Exercise brief: Pull out every line in the entries below that contains the word "white", and copy each one.

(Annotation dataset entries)
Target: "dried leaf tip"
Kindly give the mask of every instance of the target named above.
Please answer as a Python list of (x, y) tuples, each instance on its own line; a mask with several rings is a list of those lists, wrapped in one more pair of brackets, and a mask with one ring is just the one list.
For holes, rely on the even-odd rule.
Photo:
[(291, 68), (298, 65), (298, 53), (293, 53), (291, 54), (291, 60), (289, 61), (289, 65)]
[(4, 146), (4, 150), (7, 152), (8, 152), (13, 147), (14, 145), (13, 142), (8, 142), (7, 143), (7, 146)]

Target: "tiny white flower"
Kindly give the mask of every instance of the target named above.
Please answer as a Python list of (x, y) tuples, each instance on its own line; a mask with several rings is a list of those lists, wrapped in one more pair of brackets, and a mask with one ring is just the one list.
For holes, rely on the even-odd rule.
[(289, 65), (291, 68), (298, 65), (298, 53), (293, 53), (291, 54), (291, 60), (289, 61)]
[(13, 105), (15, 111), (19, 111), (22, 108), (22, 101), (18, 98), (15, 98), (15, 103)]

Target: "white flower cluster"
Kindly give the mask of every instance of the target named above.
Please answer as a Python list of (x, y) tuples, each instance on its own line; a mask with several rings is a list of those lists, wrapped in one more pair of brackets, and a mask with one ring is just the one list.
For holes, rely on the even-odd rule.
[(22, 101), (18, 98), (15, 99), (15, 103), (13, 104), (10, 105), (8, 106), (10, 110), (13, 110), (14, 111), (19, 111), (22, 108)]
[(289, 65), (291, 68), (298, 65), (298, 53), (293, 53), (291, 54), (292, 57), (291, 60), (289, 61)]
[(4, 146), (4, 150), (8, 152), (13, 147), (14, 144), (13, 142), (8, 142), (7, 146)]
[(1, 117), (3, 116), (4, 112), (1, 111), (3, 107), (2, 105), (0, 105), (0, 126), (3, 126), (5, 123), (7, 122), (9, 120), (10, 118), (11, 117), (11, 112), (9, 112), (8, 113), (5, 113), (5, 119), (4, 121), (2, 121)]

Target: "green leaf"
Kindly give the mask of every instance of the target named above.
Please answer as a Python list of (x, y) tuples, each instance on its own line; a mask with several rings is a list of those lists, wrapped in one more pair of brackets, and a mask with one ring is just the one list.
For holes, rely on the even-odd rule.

--

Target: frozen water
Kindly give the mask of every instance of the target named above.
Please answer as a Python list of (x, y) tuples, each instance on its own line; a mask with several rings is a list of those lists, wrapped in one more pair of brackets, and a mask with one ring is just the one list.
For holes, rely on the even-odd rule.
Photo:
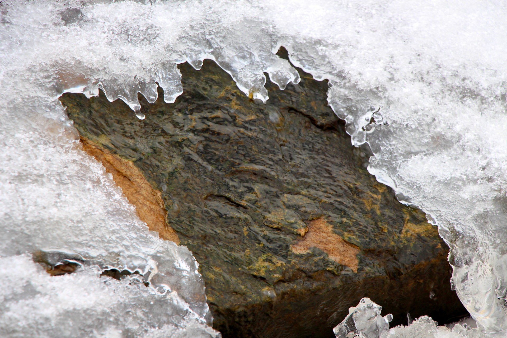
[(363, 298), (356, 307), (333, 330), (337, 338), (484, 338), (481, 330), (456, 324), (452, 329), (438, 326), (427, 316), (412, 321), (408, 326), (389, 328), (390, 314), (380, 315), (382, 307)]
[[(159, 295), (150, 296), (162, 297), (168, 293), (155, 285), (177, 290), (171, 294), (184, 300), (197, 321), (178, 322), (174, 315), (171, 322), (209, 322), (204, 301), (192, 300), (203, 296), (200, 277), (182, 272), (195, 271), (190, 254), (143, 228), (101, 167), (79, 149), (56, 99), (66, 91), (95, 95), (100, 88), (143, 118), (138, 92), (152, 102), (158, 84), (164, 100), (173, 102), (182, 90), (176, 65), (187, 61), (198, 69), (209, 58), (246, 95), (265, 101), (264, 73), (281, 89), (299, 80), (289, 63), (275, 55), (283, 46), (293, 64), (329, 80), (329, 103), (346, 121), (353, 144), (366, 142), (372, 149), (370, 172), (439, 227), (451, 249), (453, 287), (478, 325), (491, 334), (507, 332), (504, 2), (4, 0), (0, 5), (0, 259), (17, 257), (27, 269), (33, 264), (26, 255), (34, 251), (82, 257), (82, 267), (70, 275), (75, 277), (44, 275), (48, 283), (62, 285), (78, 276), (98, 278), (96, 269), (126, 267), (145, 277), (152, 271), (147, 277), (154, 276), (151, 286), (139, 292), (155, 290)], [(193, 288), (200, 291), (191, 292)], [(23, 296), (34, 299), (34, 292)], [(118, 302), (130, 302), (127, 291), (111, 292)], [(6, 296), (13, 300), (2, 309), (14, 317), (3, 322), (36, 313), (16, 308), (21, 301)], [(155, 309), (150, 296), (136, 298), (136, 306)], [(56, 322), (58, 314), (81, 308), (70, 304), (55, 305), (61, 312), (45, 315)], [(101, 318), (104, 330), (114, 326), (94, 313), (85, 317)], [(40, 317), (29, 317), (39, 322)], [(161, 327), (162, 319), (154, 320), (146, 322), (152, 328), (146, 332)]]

Reply:
Target: "tiny white flower"
Target: "white flower cluster"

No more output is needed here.